** start of SELECTED PASSAGE **

Law Practice Management Asked and Answered Blog

Category: What

Later »

Sep 30, 2014

Law Firm Capitalization – What is the Proper Level for Partner Capital Accounts


I am the chair of the finance committee for our firm – 17 attorney firm in Chicago. We have 6 equity partners in the firm. We are in the process of admitting a new equity partner and are reviewing our capital accounts and trying to determine our capital needs. I would appreciate your ideas and thoughts.


There are two categories of capital – short-term or working capital which is used to fund daily operations and long term capital which is used to pay for capital assets such as furniture and fixtures, computers and other office equipment. I guess I am old school but I believe that short term working capital should be funded as much as possible with partner capital and long term capital funded with bank borrowing or leases. I have more and more clients that are funding working capital with partner capital and have no bank debt at all. I have other clients that finance all working capital with their bank line of credit – these firms could find themselves in dire straits if bank credit should tighten in the future.

The amount of working capital needed by a firm depends upon your practice, billing and collection cycles, whether you do contingency fee work, and whether the firm is growing and adding attorneys and staff. As a rule of thumb I suggest that a firm have three times one month's expenses excluding draws in working capital. This would need to be increased if the firm has lengthy billing and collection cycles, does contingency fee work, and is in a growth mode.

** end of SELECTED PASSAGE **
** start of RECORDED INFORMATION **

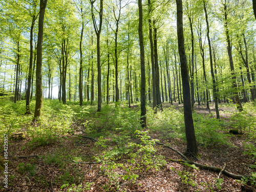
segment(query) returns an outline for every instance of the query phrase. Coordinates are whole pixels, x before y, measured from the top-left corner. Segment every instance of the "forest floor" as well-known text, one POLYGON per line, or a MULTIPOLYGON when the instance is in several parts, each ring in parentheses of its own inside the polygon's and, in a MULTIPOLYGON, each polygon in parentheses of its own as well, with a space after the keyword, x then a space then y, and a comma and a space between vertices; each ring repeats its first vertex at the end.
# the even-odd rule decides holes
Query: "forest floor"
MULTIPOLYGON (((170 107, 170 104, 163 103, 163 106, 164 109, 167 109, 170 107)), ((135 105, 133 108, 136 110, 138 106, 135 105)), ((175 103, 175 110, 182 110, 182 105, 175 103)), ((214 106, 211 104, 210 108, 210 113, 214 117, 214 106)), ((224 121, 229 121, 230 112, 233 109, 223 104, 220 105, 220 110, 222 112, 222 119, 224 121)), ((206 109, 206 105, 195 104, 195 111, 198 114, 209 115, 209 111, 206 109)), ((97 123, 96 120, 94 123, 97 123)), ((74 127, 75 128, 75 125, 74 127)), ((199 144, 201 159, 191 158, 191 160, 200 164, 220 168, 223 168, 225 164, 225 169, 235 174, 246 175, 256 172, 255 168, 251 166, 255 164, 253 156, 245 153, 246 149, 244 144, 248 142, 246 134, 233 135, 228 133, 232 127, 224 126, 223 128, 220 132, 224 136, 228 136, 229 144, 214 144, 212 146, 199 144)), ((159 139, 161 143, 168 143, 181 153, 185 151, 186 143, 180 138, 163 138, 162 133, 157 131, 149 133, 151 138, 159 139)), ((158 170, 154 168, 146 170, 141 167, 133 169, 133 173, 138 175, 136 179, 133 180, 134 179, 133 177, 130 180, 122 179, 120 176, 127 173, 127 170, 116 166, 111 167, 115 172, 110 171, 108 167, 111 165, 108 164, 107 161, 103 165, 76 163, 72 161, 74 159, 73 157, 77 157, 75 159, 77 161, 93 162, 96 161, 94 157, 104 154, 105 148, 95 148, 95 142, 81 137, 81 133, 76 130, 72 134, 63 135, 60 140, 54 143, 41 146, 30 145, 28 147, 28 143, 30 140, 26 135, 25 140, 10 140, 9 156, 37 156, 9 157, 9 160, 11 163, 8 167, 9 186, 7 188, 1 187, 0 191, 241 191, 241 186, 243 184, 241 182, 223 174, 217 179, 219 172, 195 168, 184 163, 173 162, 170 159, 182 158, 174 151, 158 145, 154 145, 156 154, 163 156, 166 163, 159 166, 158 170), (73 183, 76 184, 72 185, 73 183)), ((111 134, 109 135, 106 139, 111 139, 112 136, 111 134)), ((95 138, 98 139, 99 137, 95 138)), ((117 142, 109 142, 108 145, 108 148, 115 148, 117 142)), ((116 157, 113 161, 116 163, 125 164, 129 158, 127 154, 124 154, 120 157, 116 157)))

** end of RECORDED INFORMATION **

#### [WRITTEN EXERCISE 1]
Repeat the part of the capitalization post starting at "There are two" and ending at "in the future.".
#### [WRITTEN EXERCISE 2]
In the capitalization post, what rule of thumb is suggested for a firm's working capital?
#### [WRITTEN EXERCISE 3]
Do these statements agree with the capitalization post? Answer yes or no for each and quote the deciding words. (a) The firm asking for advice has six equity partners. (b) The post's author believes long term capital should be funded with partner capital. (c) The firm asking for advice is located in Chicago.
The material after the capitalization post plays no part in this.

#### [CORRECT OUTPUT 1]
There are two categories of capital – short-term or working capital which is used to fund daily operations and long term capital which is used to pay for capital assets such as furniture and fixtures, computers and other office equipment. I guess I am old school but I believe that short term working capital should be funded as much as possible with partner capital and long term capital funded with bank borrowing or leases. I have more and more clients that are funding working capital with partner capital and have no bank debt at all. I have other clients that finance all working capital with their bank line of credit – these firms could find themselves in dire straits if bank credit should tighten in the future.

#### [CORRECT OUTPUT 2]
Three times one month's expenses, excluding draws.

#### [CORRECT OUTPUT 3]
(a) Yes: "We have 6 equity partners in the firm."
(b) No: "long term capital funded with bank borrowing or leases"
(c) Yes: "17 attorney firm in Chicago"